_TEKSTFRAGMENT_:

• No results found

Minderjarige slachtoffers

In document KIN D E RRECHTENM O N IT OR - 20 16 (pagina 73-77)

steeds dunner

2.8.1 Minderjarige slachtoffers

2.8

Caribisch Nederland

2.8.1 Minderjarige slachtoffers

Helaas zijn er sinds de vorige monitoringsperiode geen nieuwe cijfers over minderjarige slachtoffers bekend. In 2013 gaf één op de vijf jongeren (15 tot 25 jaar) op de BES-eilanden aan in de afgelopen twaalf maanden slachtoffer te zijn geweest van een of meerdere delicten (CBS, 2013b).

De afgelopen vijf jaar is huiselijk geweld steeds een veelvoorkomend probleem in Caribisch Nederland. De aard en omvang van het geweld worden echter nog onvoldoende geregistreerd (De Bruijn, Kriek &

De Vaan, 2014). Kinderen worden soms thuis geslagen, seksueel misbruikt en zijn meer dan eens getuige van geweld tussen ouders (Kinderrechtenmonitor, 2013). Huiselijk geweld is hardnekkig en nauw verbonden met de armoede- en huisvestingsproblematiek op de eilanden (Meerjarenprogramma CN, 2015). Tevens hangt het samen met het ontbreken van gezinsvorming, ruwe omgangsvormen en de (opvoedings)cultuur.

De Taskforce Kinderrechten en huiselijk geweld Caribisch Nederland zorgt voor het opstellen van actieplannen per eiland en de opzet van een aanpak huiselijk geweld (Meerjarenprogramma CN,

2015), als opvolger van het onderzoek van Regioplan van 2014. Er wordt nu een plan gemaakt voor de aanpak van huiselijk geweld en kindermishandeling. Naast de eilandspecifieke maatregelen worden ook algemeen geldende maatregelen overwogen. In het plan staat dat er een safety net, een meldpunt kindermishandeling en een kindertelefoon (op Bonaire) opgericht gaan worden (UNICEF/

Defence for Children, 2016).

_GEGEVENSBLOK_:
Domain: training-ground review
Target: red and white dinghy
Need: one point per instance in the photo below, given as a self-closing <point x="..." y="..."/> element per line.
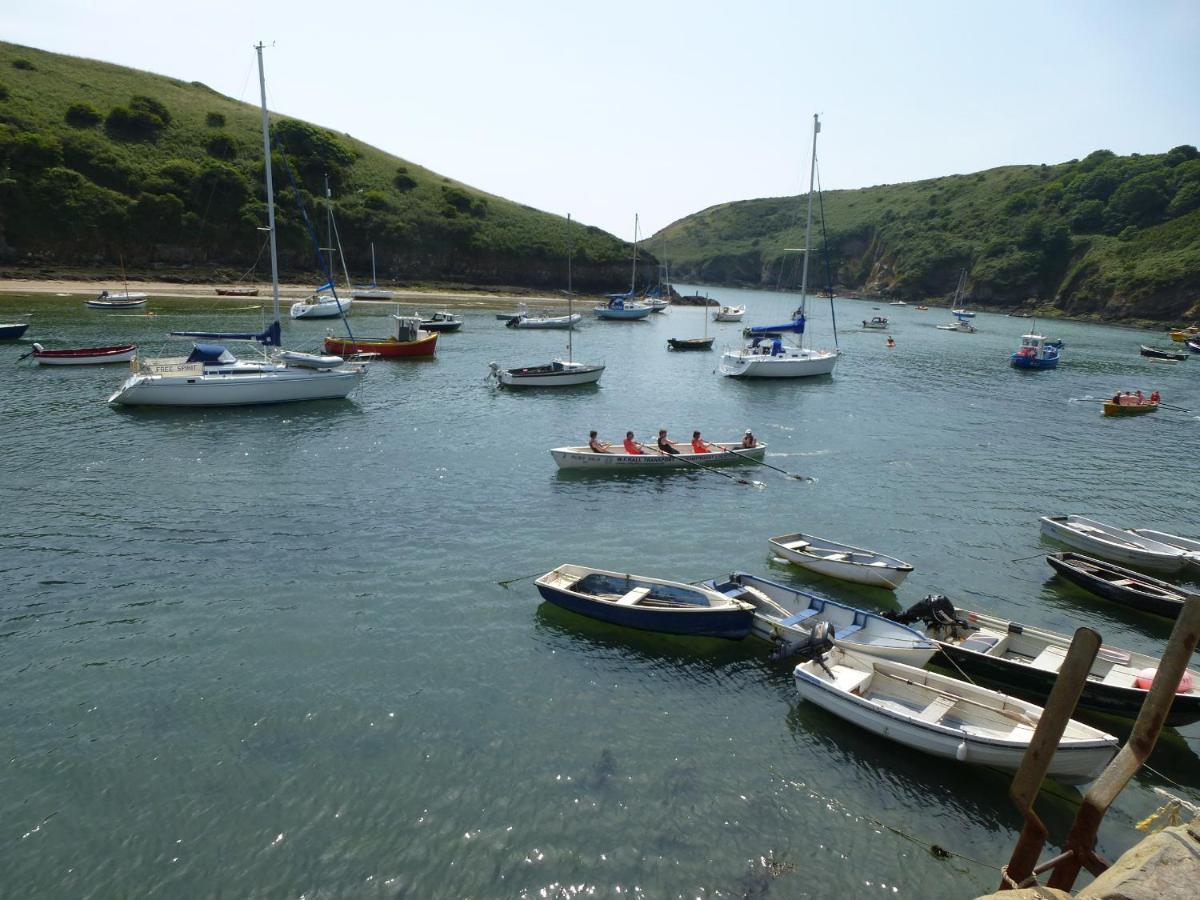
<point x="84" y="355"/>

_OPDRACHT_: Kun je de tekst over minderjarige slachtoffers in Caribisch Nederland voortzetten vanaf de laatste zin?

_UITWERKING_:
UNICEF is bezig met het opzetten van verschillende projecten in samenwerking met de openbare lichamen op de BES-eilanden en het Ministerie van Buitenlandse Zaken (BZK). Eén van de projecten besteedt aandacht aan het bereiken van religieuze leiders op de eilanden en de leden van de geloofsgemeenschappen. Via deze kanalen probeert men meer aandacht te krijgen voor geweld in de opvoeding en oplossingen daarvoor (toelichting Kloosterboer, 2016).

Er bestaat in Caribisch Nederland geen meldcode voor professionals in de jeugdzorg bij vermoedens van kindermishandeling. Op Saba en Sint Eustatius heeft dit tot gevolg dat er geen overeenstemming is over de handelswijze van medewerkers in gevallen waar vermoedens van kindermishandeling of huiselijk geweld bestaan.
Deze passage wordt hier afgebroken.